Short problem:
Please turn all the records below into one numbered list, one item per line, leaving out any blank lines.

* * * * * * * * *

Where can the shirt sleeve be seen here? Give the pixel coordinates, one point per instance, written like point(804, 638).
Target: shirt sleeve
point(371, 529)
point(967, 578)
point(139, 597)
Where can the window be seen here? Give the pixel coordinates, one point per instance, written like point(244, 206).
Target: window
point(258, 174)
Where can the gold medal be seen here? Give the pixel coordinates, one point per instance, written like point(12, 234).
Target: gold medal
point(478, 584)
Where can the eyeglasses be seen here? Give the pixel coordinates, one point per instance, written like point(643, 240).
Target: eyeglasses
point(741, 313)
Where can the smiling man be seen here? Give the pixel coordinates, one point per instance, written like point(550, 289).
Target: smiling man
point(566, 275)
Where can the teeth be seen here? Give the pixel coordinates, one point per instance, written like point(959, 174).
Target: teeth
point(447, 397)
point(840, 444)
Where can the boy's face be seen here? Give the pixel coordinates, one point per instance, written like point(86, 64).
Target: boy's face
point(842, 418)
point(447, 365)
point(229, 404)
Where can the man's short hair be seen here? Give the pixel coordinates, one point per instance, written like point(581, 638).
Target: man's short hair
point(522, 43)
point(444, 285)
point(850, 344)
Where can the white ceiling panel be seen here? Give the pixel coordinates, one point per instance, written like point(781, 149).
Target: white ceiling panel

* * * * * * * * *

Completed exercise:
1. Where can the shirt sleeve be seen here? Give the pixel coordinates, one point per instance, written like point(804, 638).
2. Target: shirt sleeve
3. point(371, 529)
4. point(967, 578)
5. point(139, 597)
6. Where can the window be seen here? Give the pixel coordinates, one point per instance, written like point(244, 206).
7. Target: window
8. point(258, 174)
9. Where can the gold medal be seen here? Give the pixel coordinates, one point per instance, written like point(12, 234).
10. Target: gold medal
11. point(478, 584)
12. Where can the eyeglasses be seen here? Give the pixel coordinates, one point per instance, written like point(643, 240).
13. Target: eyeglasses
14. point(741, 313)
15. Where can the smiling man be seen here? Give the pixel coordinates, one point per instance, written like point(550, 289).
16. Target: smiling man
17. point(566, 275)
18. Where can the teeth be seen here? Give the pixel coordinates, one point per instance, written like point(959, 174).
19. Target: teeth
20. point(447, 397)
21. point(840, 444)
22. Where can the boy's face be seen here? Give the pixel coordinates, one point per instance, written like point(86, 64).
23. Target: boy's face
24. point(842, 418)
25. point(447, 365)
26. point(229, 404)
27. Where can the man's short hair be seen here? Give the pixel coordinates, one point per instance, written like point(581, 638).
28. Target: man's short hair
29. point(522, 43)
30. point(444, 285)
31. point(850, 344)
32. Where can the white ceiling panel be seen here? Give the pixel coordinates, one point per instance, written like point(781, 149).
33. Target: white ceiling panel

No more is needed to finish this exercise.